EXERCISE OBJECTIVE -
Print the lines below verbatim, from the line that contains "Target: white mountain bike" through the last line, both ends included.
○ ○ ○ ○ ○
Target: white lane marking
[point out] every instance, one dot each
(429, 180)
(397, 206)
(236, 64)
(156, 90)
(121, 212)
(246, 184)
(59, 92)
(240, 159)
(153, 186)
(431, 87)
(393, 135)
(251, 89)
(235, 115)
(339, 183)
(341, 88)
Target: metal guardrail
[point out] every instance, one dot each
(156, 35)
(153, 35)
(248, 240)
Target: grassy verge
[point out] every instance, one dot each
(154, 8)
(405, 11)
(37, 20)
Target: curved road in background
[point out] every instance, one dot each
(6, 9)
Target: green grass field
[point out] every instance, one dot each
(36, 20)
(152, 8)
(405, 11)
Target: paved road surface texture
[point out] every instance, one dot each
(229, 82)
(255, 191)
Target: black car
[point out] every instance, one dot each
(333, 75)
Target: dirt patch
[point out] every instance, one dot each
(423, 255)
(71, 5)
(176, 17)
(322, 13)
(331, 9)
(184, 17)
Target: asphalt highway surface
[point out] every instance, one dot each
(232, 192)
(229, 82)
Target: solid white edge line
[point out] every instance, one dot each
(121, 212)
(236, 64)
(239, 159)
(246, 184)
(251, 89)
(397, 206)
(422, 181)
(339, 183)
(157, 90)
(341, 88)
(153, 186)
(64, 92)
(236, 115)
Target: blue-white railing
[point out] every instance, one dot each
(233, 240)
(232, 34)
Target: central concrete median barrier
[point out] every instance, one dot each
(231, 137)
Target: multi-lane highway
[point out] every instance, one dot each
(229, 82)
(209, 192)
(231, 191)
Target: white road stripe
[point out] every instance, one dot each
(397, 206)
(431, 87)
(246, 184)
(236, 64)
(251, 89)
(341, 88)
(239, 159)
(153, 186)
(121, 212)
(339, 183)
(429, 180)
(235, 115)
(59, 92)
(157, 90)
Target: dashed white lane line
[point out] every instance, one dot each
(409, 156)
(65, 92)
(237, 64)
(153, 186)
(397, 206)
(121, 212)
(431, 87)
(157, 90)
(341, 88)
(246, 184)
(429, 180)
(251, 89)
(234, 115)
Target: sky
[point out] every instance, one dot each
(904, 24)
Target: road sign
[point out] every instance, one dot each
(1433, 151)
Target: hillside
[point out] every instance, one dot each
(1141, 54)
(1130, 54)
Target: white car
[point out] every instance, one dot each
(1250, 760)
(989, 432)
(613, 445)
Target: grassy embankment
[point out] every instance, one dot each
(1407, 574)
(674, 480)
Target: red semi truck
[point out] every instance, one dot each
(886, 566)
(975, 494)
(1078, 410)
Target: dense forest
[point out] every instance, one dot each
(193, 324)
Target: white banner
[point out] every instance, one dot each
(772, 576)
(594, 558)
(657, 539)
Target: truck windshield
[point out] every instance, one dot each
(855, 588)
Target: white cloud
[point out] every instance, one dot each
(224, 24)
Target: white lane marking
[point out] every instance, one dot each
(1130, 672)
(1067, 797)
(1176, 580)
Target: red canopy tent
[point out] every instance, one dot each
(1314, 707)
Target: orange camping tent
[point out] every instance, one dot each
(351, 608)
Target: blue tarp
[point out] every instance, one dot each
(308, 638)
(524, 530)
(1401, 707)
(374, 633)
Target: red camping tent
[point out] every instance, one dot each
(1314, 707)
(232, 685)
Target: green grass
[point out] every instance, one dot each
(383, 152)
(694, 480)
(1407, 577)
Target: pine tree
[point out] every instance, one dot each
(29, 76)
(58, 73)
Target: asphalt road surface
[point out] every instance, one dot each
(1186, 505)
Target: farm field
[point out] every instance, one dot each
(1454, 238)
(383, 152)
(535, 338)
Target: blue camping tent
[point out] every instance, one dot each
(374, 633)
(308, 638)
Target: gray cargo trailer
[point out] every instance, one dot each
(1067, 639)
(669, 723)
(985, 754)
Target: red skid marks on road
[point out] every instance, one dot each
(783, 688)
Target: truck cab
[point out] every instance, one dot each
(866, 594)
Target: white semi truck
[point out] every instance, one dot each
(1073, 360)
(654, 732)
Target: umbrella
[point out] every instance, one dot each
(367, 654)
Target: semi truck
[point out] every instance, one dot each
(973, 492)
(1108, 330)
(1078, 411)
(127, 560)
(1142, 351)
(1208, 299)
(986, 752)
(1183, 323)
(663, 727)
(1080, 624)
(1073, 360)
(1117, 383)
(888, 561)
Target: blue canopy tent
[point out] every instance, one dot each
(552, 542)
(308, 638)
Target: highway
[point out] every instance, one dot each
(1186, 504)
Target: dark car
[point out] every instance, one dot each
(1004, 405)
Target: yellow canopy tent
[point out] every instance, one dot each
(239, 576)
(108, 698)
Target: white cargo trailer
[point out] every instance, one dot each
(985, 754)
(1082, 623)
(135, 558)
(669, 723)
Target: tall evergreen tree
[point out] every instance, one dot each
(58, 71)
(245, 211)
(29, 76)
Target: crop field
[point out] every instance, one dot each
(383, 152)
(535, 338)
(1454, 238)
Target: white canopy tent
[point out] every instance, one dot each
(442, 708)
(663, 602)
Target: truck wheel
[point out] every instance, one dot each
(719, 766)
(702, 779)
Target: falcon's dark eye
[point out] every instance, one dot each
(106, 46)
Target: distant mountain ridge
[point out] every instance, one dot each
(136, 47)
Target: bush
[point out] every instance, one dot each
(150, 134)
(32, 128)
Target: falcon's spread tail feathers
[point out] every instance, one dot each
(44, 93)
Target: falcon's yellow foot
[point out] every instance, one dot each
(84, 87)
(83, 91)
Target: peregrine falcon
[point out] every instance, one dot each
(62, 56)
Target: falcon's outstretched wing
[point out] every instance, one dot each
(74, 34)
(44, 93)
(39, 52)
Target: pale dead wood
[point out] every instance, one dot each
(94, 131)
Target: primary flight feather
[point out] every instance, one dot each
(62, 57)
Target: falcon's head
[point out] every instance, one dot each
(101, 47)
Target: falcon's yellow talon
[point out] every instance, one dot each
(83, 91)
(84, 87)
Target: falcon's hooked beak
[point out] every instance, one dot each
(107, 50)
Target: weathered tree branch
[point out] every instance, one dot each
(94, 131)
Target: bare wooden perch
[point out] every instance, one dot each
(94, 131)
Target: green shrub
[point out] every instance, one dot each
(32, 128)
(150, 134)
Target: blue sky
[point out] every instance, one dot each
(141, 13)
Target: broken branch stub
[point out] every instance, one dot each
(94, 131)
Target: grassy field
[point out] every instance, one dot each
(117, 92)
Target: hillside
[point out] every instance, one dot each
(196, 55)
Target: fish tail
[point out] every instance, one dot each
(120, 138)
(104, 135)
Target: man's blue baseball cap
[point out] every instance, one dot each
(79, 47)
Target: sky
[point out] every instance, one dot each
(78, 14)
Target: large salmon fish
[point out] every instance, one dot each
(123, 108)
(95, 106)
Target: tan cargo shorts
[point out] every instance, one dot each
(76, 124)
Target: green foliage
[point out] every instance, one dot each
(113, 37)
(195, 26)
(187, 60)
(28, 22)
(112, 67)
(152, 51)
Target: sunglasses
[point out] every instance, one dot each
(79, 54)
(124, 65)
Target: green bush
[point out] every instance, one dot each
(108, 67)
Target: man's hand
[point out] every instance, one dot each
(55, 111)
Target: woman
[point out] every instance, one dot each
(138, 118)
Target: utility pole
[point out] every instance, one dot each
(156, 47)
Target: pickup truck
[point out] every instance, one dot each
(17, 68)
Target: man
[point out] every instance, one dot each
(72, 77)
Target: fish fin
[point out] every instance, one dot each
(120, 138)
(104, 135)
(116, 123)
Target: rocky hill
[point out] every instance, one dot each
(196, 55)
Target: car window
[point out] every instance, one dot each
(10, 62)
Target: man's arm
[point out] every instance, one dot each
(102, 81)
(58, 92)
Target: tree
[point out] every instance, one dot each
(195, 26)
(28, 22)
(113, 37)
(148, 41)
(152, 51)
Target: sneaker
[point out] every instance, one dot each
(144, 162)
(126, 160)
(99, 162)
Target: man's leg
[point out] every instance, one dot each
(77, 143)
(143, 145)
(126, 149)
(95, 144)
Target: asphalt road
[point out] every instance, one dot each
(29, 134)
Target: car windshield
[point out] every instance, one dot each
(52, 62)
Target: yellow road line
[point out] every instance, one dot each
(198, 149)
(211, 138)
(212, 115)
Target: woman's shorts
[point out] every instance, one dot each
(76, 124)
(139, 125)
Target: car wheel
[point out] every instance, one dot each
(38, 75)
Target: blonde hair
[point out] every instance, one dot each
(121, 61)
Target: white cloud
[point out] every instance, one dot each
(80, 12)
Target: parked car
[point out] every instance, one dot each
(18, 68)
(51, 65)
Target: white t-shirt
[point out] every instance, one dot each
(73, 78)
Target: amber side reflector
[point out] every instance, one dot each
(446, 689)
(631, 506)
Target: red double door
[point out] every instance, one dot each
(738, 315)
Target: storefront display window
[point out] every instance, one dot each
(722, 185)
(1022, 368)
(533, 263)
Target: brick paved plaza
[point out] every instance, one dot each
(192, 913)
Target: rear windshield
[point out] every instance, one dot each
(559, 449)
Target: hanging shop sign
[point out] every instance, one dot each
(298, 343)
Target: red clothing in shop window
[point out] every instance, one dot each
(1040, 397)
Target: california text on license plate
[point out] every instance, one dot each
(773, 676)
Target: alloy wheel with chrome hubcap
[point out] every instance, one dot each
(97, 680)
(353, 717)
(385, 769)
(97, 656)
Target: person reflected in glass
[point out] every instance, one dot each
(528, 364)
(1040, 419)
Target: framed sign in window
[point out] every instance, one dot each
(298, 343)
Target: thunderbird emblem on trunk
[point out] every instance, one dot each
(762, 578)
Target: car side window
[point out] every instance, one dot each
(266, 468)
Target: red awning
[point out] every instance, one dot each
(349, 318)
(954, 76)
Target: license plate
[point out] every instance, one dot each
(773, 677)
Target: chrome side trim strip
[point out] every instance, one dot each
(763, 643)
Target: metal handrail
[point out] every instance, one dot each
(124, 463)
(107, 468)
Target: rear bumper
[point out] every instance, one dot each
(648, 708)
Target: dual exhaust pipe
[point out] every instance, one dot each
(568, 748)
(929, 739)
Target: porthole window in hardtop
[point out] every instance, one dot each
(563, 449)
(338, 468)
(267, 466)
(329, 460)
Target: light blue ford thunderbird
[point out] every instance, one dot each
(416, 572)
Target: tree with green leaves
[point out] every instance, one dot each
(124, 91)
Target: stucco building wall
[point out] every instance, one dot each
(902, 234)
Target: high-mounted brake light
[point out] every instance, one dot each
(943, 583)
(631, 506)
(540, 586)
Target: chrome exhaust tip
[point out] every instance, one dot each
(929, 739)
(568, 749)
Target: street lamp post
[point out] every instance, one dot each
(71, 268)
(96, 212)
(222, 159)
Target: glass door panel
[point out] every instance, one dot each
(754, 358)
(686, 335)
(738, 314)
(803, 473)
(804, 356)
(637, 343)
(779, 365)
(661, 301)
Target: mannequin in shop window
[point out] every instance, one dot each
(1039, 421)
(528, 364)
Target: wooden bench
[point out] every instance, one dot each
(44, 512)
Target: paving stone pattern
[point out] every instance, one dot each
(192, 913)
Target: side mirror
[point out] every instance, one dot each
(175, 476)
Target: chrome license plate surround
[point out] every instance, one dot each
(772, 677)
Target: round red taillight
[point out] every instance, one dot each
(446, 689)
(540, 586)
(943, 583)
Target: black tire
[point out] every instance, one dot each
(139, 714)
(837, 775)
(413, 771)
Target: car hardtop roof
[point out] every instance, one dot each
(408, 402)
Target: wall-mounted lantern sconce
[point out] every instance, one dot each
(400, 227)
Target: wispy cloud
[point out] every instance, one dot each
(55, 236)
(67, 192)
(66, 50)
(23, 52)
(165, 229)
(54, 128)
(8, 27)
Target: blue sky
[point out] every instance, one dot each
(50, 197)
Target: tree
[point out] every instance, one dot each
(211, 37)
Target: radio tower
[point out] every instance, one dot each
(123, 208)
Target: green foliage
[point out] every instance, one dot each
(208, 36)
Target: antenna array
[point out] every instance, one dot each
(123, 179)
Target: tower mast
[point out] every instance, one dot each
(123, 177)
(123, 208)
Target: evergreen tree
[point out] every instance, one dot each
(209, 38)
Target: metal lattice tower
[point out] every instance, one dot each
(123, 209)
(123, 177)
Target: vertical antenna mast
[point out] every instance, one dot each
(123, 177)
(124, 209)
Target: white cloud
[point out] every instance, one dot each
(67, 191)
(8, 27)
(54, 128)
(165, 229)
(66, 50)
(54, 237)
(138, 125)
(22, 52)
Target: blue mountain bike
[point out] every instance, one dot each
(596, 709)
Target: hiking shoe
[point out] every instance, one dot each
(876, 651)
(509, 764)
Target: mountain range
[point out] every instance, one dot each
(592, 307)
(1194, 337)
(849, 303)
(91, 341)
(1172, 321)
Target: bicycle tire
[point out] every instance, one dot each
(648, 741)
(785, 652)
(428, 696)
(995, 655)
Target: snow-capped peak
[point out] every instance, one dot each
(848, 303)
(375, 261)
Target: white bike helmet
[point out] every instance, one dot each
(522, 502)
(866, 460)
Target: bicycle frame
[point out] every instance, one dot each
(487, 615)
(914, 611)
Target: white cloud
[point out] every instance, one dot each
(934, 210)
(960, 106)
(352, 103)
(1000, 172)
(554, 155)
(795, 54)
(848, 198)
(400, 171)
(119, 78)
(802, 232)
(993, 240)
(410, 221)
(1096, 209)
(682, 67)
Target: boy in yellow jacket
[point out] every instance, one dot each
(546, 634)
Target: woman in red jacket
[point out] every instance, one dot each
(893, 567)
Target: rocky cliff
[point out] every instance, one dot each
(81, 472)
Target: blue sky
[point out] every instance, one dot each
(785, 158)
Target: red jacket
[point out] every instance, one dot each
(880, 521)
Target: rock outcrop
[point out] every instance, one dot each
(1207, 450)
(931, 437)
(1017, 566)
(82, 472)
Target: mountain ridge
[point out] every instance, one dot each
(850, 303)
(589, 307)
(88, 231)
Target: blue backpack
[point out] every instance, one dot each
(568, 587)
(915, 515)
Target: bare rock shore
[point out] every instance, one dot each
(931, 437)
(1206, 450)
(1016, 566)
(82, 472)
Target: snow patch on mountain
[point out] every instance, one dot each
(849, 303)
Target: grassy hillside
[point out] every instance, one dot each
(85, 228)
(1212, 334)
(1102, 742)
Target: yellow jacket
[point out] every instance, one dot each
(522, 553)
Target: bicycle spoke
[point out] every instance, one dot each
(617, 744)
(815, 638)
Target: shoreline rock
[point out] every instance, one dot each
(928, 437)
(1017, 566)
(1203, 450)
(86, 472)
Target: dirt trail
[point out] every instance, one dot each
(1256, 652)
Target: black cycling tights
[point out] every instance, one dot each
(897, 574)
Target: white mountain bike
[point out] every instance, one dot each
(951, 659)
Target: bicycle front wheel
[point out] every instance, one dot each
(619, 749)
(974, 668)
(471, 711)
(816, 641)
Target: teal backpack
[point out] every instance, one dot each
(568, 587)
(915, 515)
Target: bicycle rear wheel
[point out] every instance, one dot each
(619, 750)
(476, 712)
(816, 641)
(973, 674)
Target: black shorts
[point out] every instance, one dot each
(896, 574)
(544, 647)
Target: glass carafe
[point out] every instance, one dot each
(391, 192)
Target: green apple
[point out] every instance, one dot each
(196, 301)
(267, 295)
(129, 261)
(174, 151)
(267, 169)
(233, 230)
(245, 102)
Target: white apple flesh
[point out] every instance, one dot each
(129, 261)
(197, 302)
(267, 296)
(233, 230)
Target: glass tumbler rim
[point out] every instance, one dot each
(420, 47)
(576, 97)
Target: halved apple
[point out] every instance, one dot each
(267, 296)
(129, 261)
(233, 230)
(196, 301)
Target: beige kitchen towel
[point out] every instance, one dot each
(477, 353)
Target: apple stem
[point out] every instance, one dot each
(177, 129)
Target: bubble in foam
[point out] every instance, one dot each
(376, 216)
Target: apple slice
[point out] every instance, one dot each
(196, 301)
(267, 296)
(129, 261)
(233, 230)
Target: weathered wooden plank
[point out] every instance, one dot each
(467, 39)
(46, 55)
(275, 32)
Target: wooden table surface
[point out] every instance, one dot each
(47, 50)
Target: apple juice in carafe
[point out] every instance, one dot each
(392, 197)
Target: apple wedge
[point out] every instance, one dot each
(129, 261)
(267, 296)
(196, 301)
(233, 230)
○ ○ ○ ○ ○
RESULT -
Target: white mountain bike
[point out] every instance, one dot each
(951, 659)
Target: bicycle front wheel
[point out] every instance, one dot each
(619, 749)
(974, 668)
(471, 711)
(816, 641)
Target: teal backpack
[point out] every instance, one dot each
(568, 587)
(915, 515)
Target: bicycle rear wheel
[point out] every instance, one dot each
(619, 750)
(476, 712)
(816, 641)
(973, 674)
Target: black shorts
[point out] every instance, one dot each
(896, 574)
(544, 647)
Target: glass carafe
[point out] every instance, one dot each
(391, 192)
Target: green apple
[point out] every instance, one dot each
(196, 301)
(267, 295)
(129, 261)
(174, 151)
(267, 169)
(233, 230)
(245, 102)
Target: white apple flesh
[point out] every instance, one dot each
(129, 261)
(197, 302)
(267, 296)
(233, 230)
Target: glass tumbler rim
[point out] every instance, one dot each
(420, 47)
(576, 97)
Target: halved apple
[point out] every instance, one dot each
(267, 296)
(129, 261)
(233, 230)
(196, 301)
Target: beige kitchen towel
[point out] every instance, one dot each
(477, 353)
Target: apple stem
[point out] every instance, one dot each
(177, 129)
Target: bubble in foam
[point out] every instance, one dot each
(376, 216)
Target: apple slice
[point out] every instance, one dot each
(196, 301)
(267, 296)
(129, 261)
(233, 230)
Target: weathered wooden plank
[point out] every instance, one dot each
(467, 39)
(46, 55)
(275, 32)
Target: wooden table surface
[point out] every instance, one dot each
(47, 50)
Target: apple juice in carafe
[point out] every instance, one dot each
(392, 197)
Target: apple wedge
[point out] every instance, one dot each
(129, 261)
(267, 296)
(196, 301)
(233, 230)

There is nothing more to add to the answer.